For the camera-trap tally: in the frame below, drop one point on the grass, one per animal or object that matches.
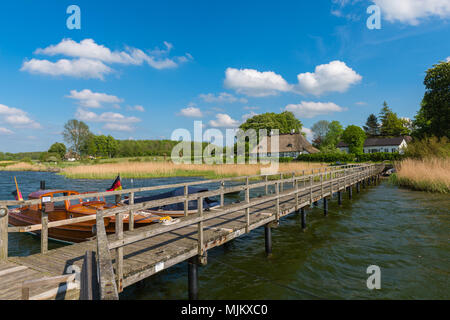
(431, 174)
(133, 169)
(24, 166)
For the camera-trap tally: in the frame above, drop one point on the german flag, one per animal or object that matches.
(17, 194)
(117, 185)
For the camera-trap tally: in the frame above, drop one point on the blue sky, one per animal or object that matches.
(141, 69)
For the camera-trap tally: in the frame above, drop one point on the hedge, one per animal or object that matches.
(350, 157)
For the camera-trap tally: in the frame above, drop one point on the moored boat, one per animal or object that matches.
(80, 207)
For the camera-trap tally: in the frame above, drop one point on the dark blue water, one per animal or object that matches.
(404, 232)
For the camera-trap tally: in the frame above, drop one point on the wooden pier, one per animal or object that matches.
(101, 268)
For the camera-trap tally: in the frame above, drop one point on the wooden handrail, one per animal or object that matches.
(195, 218)
(154, 203)
(143, 189)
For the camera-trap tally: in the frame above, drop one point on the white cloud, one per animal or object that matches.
(248, 116)
(335, 76)
(5, 131)
(117, 127)
(309, 134)
(308, 109)
(89, 59)
(412, 11)
(223, 97)
(87, 98)
(78, 68)
(110, 117)
(191, 112)
(255, 83)
(136, 108)
(17, 117)
(223, 121)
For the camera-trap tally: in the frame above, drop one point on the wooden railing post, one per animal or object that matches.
(266, 179)
(222, 195)
(3, 233)
(277, 190)
(247, 210)
(131, 213)
(107, 283)
(186, 201)
(321, 185)
(119, 252)
(200, 227)
(44, 230)
(296, 194)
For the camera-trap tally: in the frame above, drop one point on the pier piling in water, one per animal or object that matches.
(193, 278)
(268, 238)
(303, 216)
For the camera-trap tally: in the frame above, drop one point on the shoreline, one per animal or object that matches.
(148, 170)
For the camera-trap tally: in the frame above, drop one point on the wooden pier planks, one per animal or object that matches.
(149, 256)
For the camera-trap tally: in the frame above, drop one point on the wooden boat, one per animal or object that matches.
(83, 206)
(177, 209)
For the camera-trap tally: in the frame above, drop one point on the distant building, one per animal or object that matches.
(372, 145)
(290, 145)
(71, 156)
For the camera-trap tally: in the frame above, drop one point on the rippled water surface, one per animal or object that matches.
(405, 233)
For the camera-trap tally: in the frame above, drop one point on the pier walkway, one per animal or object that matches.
(102, 267)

****************************************

• [Task description]: Nothing but the records, repeated exactly and stripped of pictures, should appear in the answer.

• [Result of this task]:
For the camera-trap tally: in the frame below, drop one point on the grass, one per animal or object that matches.
(431, 174)
(133, 169)
(24, 166)
For the camera-trap tally: in the frame above, drop one point on the german flag, one per animal or object that matches.
(17, 194)
(117, 185)
For the camera-trap tally: in the frame above, drop one point on the blue sky, one per animal or object that matches.
(141, 69)
For the camera-trap tally: in the frame above, drop one point on the hedge, one per animal or object that matches.
(350, 157)
For the camera-trap tally: in the frame above, drop one point on the moored boat, one per animal or object that matches.
(80, 207)
For the camera-trap tally: in the frame above, drop one point on the dark blue water, one per animal or object that matches.
(404, 232)
For the camera-trap tally: in the frame above, drop one point on the wooden pier, one per animal or object that matches.
(101, 268)
For the camera-trap tally: in the frame above, drop one point on the wooden handrail, one per animal or object that matches.
(195, 218)
(154, 203)
(143, 189)
For the camera-trap tally: in the frame above, drop one point on the white cloud, one per animal or object that matches.
(248, 116)
(335, 76)
(5, 131)
(117, 127)
(309, 134)
(308, 109)
(89, 59)
(412, 11)
(223, 97)
(87, 98)
(78, 68)
(110, 117)
(191, 112)
(255, 83)
(136, 108)
(17, 117)
(223, 121)
For the camera-trap tally: in the frame above, drop one point on the wooden railing post, one per animal or object that matches.
(266, 179)
(222, 195)
(3, 233)
(277, 190)
(247, 210)
(131, 213)
(107, 283)
(186, 201)
(321, 185)
(119, 252)
(200, 227)
(44, 230)
(296, 194)
For the camera-trap tally: in the frame above, drop one point on the pier piling in water, one per animal or object that matches.
(193, 278)
(268, 238)
(303, 216)
For the camera-trap tally: in the frame above, drop one point on the shoreline, one per animal or object that matches.
(148, 170)
For the camera-trap tally: in the frame above, drop one point on the wooden pier planks, one per animal or object that matches.
(149, 256)
For the camera-trap tally: in the frame above, drop one point on the wooden boat, one per animal or object that matches.
(83, 206)
(177, 209)
For the camera-trap tally: in the frame above, drop one point on the distant building, one per animal or object that matches.
(372, 145)
(290, 145)
(71, 156)
For the camera-trap tally: in the frame above, drop one point on the rippled water surface, one per animal or object that matches.
(405, 233)
For the camera-trap tally: in the frame above, drop one point on the pier walkway, one per animal or object that matches.
(102, 267)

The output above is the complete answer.